Task instructions: Restate word for word the lines below from the one that has "Target: grass patch" through the one that has "of the hull", keeping both and dropping all pictures.

The data:
────────────────
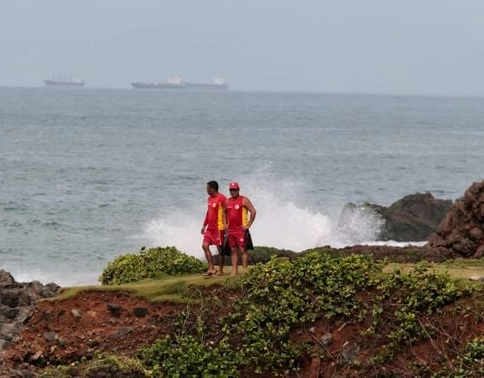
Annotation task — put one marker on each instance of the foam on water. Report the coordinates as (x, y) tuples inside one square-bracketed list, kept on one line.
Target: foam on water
[(280, 223)]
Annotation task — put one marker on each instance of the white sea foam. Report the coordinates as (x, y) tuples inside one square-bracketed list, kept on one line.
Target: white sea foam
[(280, 223)]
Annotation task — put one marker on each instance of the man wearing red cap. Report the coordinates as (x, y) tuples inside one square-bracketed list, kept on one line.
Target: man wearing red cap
[(213, 227), (240, 214)]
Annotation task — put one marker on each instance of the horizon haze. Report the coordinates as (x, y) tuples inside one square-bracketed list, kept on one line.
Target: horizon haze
[(349, 46)]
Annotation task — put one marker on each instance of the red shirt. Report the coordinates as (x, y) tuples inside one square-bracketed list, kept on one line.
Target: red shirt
[(237, 214), (214, 217)]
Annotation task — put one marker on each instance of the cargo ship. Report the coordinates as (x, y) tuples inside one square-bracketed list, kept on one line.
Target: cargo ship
[(176, 82), (71, 81)]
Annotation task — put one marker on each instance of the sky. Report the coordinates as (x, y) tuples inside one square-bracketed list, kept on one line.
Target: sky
[(340, 46)]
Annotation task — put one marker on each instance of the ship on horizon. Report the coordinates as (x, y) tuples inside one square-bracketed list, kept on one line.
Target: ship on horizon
[(176, 82), (69, 81)]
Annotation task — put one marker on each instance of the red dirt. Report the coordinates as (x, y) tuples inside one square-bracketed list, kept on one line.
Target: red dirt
[(54, 335)]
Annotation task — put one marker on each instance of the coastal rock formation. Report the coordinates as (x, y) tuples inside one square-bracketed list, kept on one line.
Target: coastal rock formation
[(412, 218), (462, 230), (16, 304)]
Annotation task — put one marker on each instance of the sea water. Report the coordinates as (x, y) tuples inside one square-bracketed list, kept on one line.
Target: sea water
[(90, 174)]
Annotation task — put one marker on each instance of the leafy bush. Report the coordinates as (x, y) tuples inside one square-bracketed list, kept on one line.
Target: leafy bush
[(186, 356), (154, 263)]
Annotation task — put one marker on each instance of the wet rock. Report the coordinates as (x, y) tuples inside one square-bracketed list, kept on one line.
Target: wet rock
[(413, 218), (16, 304), (462, 229)]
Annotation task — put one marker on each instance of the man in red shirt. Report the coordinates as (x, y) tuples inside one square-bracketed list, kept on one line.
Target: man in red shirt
[(240, 216), (213, 227)]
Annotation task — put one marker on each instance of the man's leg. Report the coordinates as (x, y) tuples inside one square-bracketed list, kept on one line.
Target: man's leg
[(245, 258), (234, 258), (208, 256), (221, 261)]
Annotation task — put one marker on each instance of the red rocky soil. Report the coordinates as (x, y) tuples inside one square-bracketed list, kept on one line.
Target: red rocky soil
[(61, 332)]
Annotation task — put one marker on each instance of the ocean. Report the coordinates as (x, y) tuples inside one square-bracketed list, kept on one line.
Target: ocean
[(90, 174)]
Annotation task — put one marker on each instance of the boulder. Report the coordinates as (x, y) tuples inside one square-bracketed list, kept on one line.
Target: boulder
[(413, 218), (462, 229)]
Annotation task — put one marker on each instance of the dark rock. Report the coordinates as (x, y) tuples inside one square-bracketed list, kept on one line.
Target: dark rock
[(140, 312), (413, 218), (462, 230), (16, 306), (114, 309)]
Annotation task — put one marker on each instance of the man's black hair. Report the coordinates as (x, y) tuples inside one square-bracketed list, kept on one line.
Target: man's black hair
[(213, 184)]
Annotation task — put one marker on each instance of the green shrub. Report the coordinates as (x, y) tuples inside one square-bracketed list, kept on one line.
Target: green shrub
[(154, 263), (186, 356)]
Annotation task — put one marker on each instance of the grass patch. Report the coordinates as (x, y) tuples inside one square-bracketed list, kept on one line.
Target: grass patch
[(457, 269), (166, 289)]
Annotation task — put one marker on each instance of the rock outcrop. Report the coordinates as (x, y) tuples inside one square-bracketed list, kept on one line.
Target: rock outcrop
[(413, 218), (462, 230), (16, 304)]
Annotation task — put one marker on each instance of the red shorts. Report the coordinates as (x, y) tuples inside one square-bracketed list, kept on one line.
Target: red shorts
[(237, 238), (213, 237)]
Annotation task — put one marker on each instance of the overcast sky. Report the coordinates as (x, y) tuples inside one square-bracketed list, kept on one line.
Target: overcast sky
[(369, 46)]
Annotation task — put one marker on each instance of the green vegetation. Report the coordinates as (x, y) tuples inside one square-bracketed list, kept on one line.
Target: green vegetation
[(154, 263), (268, 329), (101, 366)]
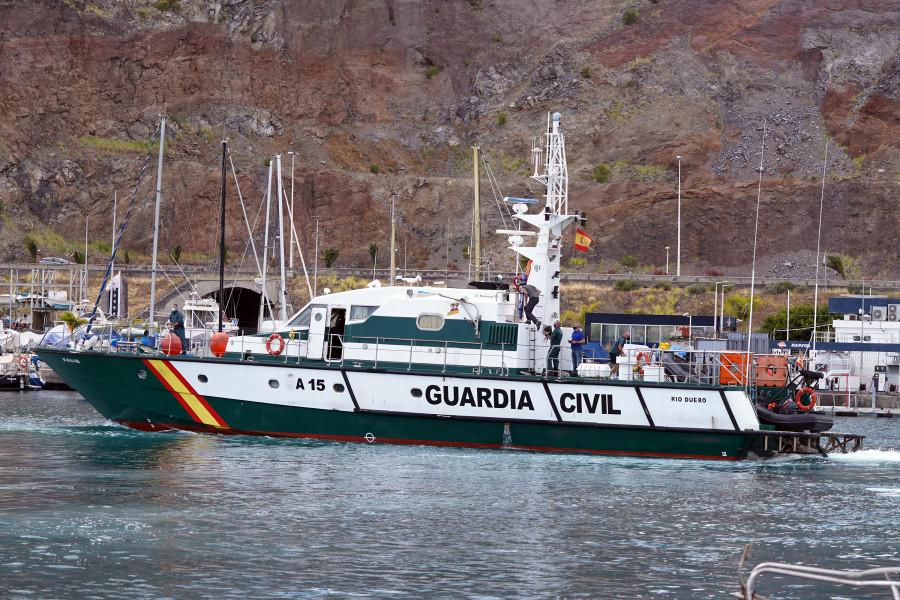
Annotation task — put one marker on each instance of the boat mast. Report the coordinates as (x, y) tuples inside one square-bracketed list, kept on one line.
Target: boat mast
[(162, 140), (265, 253), (393, 236), (112, 259), (818, 249), (549, 155), (222, 241), (281, 235), (477, 218)]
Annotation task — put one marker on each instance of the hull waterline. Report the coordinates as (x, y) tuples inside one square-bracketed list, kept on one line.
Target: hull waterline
[(153, 394)]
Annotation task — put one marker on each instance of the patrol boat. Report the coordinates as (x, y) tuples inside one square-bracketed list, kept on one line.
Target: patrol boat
[(431, 365)]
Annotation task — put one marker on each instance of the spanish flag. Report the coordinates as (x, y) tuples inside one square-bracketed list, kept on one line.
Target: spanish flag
[(582, 240)]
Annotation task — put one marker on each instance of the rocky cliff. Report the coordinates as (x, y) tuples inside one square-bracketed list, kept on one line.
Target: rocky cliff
[(382, 98)]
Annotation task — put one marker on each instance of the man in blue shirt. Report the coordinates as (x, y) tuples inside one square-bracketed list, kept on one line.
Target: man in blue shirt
[(176, 320), (577, 343), (616, 352)]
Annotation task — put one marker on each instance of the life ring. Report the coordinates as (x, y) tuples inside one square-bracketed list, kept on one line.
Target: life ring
[(280, 346), (812, 398)]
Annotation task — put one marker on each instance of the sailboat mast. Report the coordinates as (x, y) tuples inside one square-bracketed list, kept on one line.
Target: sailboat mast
[(222, 241), (262, 297), (477, 219), (281, 235), (162, 141), (112, 260), (393, 234)]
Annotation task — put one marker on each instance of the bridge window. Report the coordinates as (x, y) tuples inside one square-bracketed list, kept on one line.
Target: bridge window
[(430, 322), (361, 313)]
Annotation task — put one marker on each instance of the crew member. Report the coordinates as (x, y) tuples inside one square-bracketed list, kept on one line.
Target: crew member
[(533, 298), (555, 337), (616, 353), (577, 343), (176, 319)]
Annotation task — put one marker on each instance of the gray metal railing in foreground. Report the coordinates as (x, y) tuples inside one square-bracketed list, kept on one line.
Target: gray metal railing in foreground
[(870, 578)]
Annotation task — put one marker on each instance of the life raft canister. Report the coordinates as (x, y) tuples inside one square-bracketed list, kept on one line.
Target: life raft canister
[(277, 341), (806, 392)]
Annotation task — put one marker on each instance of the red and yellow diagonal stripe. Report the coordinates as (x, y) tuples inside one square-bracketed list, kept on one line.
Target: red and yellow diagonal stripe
[(195, 404)]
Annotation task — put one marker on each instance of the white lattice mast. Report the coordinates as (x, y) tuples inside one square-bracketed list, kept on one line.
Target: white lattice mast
[(556, 173)]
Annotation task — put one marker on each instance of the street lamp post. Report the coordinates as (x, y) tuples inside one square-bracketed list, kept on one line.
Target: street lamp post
[(316, 264), (678, 259), (293, 237)]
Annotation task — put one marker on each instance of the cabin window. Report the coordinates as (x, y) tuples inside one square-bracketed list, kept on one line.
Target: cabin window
[(430, 322), (361, 313), (302, 320)]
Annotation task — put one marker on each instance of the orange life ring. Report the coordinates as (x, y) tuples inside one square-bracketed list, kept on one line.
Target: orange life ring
[(273, 338), (812, 398)]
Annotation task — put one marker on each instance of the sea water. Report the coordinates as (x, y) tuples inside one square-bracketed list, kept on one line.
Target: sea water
[(90, 509)]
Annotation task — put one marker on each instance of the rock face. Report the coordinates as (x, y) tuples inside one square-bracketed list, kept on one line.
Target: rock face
[(383, 99)]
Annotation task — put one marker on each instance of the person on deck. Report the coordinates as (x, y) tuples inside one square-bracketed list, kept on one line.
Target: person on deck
[(555, 337), (176, 319), (533, 295), (577, 343), (616, 352)]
────────────────
Response to the exercise:
Target: grass patch
[(457, 269), (166, 289)]
Annotation task — put one marker on each instance of the rock outcrop. Report the coordinates as (x, y) tuples inside one square-bracketed list, kept on one line.
Target: rock outcrop
[(413, 218), (462, 230), (16, 304)]
Annotation task — put one marker on each instance of the red shorts. Report the coordinates as (x, y) tuples inside one square-bracketed list, kept on one line.
Target: red shorts
[(237, 238), (213, 237)]
Annotation task — put one marker on each instance of the overcast sky. Report the coordinates as (x, y) tuples inside one square-bracketed list, kept on one line.
Target: overcast sky
[(369, 46)]
Annotation task — put one marker on each instance of the green vegetation. Report the coordinates as (x, y) tuples inside one square-bracketed list, kept on one line.
Target: green vegetation
[(154, 263), (268, 329), (101, 366)]
Annotation task — put one marker on each instance of the boat mast. Report the coordinates as (x, y) tuples inside one square-bracketed list, kept on one line.
Target: boat mast
[(162, 140), (265, 253), (393, 236), (112, 259), (818, 249), (549, 155), (222, 241), (281, 235), (477, 218)]
Annotation task — put one marker on each instance of the hull waterline. Report the coordinates as (x, y) tuples inside one square-bracketed list, kept on one line.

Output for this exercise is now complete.